• GIVEN TEXT:
=-=-=
Art Deco `Gem' Falls Victim to Pounds 400m Redevelopment
Jay Merrick Architecture Correspondent, The Independent (London, England)
ARCHITECTURAL conservationists are dismayed at the imminent loss of the Art Deco Guinness factory at Park Royal, west London, designed by Alexander Gibb and Sir Giles Gilbert Scott, creator of the Bankside power station that is now the Tate Modern art gallery.
The factory is to be demol-ished to make way for a plant, offices, housing and an Underground station - another brick in the wall of Britain's architectural heritage being crushed by the weight of commercial imperative, opponents say.
Although the Guinness factory was a joint architectural project it was essentially Gibb who created the shape of the huge but decoratively restrained Art Deco environment for 1,500 workers who, from 1935, brewed millions of pints of stout a year, infused with milk from cows grazing on fields next to the plant.
=-=-=
[Dataset records of object locations]
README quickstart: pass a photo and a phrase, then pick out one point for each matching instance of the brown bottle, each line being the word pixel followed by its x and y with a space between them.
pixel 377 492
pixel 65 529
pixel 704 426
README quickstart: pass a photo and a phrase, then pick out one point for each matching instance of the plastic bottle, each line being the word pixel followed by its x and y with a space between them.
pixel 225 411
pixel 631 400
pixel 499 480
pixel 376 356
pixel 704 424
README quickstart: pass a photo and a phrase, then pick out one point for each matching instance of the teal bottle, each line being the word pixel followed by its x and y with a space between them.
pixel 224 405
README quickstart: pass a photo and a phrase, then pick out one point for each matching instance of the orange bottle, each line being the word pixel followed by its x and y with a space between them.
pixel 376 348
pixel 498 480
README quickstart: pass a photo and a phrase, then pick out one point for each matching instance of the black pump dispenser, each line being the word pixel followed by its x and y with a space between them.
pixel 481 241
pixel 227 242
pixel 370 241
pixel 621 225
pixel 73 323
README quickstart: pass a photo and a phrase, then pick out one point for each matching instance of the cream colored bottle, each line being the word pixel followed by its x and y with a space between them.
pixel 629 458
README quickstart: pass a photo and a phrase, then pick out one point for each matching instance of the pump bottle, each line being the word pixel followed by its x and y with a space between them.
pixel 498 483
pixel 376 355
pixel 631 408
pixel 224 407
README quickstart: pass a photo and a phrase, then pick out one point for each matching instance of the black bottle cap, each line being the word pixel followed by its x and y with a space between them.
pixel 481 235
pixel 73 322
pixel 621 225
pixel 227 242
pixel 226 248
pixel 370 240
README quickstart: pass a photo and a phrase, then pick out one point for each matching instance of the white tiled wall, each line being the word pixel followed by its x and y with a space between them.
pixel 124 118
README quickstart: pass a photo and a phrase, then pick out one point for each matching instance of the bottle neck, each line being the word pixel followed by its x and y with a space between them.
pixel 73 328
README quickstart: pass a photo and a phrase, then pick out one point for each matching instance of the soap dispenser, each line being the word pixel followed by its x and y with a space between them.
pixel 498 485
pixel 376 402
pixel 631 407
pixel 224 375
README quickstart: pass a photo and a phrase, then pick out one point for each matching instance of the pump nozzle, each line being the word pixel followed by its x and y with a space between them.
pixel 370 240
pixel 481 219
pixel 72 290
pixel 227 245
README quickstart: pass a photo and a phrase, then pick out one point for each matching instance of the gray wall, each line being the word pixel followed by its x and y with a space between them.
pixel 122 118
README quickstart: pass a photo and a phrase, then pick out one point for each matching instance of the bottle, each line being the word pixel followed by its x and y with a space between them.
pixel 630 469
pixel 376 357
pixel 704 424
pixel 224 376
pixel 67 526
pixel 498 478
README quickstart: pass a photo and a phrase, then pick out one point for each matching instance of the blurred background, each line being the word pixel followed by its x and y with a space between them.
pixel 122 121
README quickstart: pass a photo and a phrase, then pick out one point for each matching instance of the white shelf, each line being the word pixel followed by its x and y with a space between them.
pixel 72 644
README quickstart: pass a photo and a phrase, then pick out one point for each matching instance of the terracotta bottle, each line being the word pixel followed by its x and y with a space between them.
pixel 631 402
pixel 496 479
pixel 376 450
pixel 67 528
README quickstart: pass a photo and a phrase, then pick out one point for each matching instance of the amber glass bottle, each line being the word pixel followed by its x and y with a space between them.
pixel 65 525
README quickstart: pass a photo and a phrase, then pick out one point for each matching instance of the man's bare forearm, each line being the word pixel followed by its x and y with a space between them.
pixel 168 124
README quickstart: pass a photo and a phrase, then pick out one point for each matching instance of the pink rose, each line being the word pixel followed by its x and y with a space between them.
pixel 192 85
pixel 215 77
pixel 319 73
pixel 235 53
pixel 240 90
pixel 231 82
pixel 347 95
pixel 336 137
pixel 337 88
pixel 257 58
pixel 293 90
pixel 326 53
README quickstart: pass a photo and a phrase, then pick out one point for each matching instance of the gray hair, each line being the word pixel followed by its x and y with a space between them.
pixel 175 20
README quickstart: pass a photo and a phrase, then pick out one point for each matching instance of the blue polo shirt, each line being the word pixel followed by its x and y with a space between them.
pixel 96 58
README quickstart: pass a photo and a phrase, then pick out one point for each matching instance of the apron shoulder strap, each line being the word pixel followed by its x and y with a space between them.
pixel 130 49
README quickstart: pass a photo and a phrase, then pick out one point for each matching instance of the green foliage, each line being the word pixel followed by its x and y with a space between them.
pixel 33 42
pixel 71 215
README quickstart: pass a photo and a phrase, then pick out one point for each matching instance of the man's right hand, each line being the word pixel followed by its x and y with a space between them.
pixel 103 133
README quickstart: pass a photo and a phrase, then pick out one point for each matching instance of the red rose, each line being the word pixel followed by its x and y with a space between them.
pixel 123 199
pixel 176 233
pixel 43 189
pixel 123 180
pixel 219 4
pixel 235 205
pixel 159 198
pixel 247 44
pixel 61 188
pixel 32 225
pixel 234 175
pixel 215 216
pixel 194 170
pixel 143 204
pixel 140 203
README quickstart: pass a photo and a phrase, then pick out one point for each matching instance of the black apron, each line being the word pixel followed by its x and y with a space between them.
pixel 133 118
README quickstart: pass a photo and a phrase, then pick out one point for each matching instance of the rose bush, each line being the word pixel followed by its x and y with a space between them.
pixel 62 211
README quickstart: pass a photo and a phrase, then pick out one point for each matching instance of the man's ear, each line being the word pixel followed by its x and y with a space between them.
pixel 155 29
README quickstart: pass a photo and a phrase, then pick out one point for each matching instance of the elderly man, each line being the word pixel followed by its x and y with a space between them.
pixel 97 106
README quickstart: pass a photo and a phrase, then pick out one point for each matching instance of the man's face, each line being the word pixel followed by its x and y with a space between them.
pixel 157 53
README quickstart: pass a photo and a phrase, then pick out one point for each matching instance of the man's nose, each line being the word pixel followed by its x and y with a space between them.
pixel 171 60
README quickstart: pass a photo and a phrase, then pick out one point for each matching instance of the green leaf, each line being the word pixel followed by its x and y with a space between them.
=-=-=
• INSTRUCTIONS:
- a) Does the article on the Guinness factory agree with each of these statements? (i) The Park Royal factory was designed by Alexander Gibb and Sir Giles Gilbert Scott. (ii) The factory was built for 500 workers. (iii) The planned redevelopment includes an Underground station. Answer yes or no for each, quoting the deciding words.
- b) Can you repeat, word for word, the part of the rows that opens with the line containing "the black bottle" and closes with the line containing "pixel 73 328", including both of those lines?
The article and the rows are unrelated material.

• TASK SOLUTIONS:
- a)
(i) Yes: "designed by Alexander Gibb and Sir Giles Gilbert Scott"
(ii) No: "Art Deco environment for 1,500 workers"
(iii) Yes: "a plant, offices, housing and an Underground station"

- b)
README quickstart: pass a photo and a phrase, then pick out one point for each matching instance of the black bottle cap, each line being the word pixel followed by its x and y with a space between them.
pixel 481 235
pixel 73 322
pixel 621 225
pixel 227 242
pixel 226 248
pixel 370 240
README quickstart: pass a photo and a phrase, then pick out one point for each matching instance of the white tiled wall, each line being the word pixel followed by its x and y with a space between them.
pixel 124 118
README quickstart: pass a photo and a phrase, then pick out one point for each matching instance of the bottle neck, each line being the word pixel followed by its x and y with a space between them.
pixel 73 328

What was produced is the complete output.